### Document section

The man was returning home from work when a krait snake bit him on a leg
A man in India reportedly sank his teeth into a snake and killing it in an odd case of ‘revenge’, after the snake bit him first when he was on his way home.
Kishore Badra, from Gambharipatia village in Jajpur district in eastern India’s Odisha state, was returning home after finishing work on a paddy field on Wednesday when a snake bit his leg.
It is advisable to consult a medical doctor immediately after a snakebite. Mr Badra, however, sought “revenge” and caught hold of the snake, after which he bit it repeatedly, killing it in the process.
“Something bit on my leg while I was returning home on foot last night. I switched on my torch and found it to be a poisonous krait snake,” Mr Badra told news agency Press Trust of India (PTI). “In order to take revenge, I took the snake in my hands and bit it repeatedly, killing the viper on the spot (sic),” he said.
Mr Badra then brought the dead snake to show to his village and claimed to be perfectly fine after the bite. He refused to get treated at a hospital and relied on a traditional healer instead.

######
### Dataset

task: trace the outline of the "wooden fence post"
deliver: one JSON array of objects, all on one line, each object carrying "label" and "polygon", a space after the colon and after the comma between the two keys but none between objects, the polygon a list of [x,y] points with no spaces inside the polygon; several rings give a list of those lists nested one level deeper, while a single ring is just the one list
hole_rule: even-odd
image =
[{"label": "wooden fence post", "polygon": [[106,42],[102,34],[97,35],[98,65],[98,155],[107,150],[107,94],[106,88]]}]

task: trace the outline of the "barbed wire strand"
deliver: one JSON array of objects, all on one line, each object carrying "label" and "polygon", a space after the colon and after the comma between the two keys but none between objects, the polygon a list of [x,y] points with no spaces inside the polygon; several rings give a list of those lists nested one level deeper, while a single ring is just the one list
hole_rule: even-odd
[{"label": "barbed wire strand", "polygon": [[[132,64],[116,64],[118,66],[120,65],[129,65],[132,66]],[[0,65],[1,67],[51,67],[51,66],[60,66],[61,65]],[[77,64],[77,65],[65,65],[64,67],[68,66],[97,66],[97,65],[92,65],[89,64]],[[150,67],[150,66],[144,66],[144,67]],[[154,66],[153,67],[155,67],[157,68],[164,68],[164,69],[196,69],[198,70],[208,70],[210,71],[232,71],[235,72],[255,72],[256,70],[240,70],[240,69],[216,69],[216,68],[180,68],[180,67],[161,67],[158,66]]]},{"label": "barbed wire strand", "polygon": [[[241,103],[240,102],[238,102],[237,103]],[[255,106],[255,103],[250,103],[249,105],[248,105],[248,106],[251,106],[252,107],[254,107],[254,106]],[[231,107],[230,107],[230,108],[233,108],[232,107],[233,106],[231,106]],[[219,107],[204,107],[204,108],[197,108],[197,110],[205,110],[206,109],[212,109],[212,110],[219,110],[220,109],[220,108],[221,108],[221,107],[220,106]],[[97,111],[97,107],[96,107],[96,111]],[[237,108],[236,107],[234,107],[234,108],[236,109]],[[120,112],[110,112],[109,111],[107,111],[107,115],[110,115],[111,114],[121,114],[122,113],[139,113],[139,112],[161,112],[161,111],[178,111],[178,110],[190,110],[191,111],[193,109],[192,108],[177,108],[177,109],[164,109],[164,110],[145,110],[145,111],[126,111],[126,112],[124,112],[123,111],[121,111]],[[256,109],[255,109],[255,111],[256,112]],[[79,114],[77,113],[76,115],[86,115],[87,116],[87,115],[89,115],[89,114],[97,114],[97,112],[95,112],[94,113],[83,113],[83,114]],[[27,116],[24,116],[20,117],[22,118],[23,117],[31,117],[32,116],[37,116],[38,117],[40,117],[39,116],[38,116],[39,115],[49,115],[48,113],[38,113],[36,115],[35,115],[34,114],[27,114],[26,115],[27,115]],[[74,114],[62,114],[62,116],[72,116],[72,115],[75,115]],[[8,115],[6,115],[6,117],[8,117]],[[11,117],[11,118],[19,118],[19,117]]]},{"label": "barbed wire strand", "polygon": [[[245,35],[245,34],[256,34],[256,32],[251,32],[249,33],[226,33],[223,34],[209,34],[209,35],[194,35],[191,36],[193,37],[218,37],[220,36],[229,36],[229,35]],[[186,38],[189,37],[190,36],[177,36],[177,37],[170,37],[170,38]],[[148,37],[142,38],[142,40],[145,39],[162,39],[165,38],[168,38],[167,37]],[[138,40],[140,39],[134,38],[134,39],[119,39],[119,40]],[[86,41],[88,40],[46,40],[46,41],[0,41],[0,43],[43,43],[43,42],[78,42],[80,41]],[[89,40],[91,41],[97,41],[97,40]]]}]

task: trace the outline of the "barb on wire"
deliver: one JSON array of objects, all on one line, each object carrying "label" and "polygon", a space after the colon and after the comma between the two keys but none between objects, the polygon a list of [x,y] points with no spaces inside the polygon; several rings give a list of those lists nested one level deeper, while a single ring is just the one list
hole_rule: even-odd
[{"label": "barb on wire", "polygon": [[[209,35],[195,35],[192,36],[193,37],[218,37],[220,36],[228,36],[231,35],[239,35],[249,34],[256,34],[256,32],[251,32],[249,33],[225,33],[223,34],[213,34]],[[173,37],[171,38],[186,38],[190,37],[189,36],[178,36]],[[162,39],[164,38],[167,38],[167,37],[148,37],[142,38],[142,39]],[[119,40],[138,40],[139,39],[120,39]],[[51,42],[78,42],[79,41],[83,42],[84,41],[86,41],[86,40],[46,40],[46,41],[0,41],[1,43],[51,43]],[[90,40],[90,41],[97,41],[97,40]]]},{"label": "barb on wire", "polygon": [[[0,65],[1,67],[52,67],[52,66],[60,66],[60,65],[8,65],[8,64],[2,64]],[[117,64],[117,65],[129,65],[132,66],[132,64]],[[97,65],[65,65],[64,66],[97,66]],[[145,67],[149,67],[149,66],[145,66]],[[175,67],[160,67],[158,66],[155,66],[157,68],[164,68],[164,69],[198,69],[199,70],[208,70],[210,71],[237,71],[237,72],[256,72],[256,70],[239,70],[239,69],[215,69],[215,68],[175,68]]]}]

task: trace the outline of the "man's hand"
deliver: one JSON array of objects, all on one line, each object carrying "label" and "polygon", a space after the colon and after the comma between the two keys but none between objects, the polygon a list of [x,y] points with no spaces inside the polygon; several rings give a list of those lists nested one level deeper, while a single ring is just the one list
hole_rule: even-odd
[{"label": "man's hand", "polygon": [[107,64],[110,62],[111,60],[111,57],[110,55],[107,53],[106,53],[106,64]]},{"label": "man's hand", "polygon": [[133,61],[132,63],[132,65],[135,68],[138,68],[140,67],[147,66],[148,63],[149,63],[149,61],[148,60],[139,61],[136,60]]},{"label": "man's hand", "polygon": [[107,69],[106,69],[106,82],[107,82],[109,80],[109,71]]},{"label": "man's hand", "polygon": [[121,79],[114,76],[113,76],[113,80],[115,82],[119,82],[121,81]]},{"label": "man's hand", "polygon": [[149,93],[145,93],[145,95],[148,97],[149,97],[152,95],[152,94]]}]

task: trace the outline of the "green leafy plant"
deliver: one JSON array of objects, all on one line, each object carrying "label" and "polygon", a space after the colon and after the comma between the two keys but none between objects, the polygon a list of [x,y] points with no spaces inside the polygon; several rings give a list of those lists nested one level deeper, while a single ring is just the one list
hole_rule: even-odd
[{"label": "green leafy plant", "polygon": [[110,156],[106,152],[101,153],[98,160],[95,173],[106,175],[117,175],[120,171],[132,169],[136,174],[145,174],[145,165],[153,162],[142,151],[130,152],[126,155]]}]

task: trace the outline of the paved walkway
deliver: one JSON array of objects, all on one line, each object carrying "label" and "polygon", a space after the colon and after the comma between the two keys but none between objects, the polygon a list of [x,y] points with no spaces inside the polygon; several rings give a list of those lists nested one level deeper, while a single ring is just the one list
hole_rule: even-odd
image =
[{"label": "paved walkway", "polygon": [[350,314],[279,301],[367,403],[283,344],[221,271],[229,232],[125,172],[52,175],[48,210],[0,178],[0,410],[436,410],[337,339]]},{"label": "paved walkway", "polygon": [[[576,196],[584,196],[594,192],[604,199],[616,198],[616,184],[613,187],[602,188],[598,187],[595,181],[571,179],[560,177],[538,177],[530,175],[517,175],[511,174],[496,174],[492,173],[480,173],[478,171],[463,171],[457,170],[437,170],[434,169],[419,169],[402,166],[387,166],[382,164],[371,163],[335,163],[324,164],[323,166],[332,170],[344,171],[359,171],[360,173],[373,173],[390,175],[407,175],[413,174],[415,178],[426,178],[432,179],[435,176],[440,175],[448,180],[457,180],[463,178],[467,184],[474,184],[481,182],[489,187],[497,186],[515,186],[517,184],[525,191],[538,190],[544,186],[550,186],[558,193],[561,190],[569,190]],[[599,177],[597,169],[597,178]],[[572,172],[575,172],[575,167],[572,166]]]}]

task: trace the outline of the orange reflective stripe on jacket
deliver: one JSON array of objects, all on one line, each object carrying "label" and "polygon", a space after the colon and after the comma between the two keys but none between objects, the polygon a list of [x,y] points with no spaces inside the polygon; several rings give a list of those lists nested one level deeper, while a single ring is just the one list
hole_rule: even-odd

######

_Tasks and exercises:_
(A) In the snakebite article above, rewrite the paragraph beginning "Mr Badra then brought the dead snake" as a shorter version that keeps its main facts.
(B) According to the snakebite article above, in which district is Kishore Badra's village?
(C) Write the next part of the snakebite article above, picking up after its final sentence.

_Exercise results:_
(A) Mr Badra showed the dead snake to his village and said he was fine after the bite. He refused hospital treatment and relied on a traditional healer.

(B) Jajpur district, in Odisha state.

(C)
“Even though I bit the poisonous krait, I did not feel any difficulty. I went to a traditional healer residing near the village and was cured,” he told PTI on Thursday.
The krait is a venomous, three-foot-tall snake found in south and southeast Asia. It is believed to be more active during the night. Snakebites are usually dangerous and a bite from a venomous snake can also risk a person’s life or disable them.
India accounts for the greatest number of snakebite-related deaths in the world, at an average of 58,000 per year, according to a research paper from 2020 titled Snakebite Mortality in India: A Nationally Representative Mortality Survey.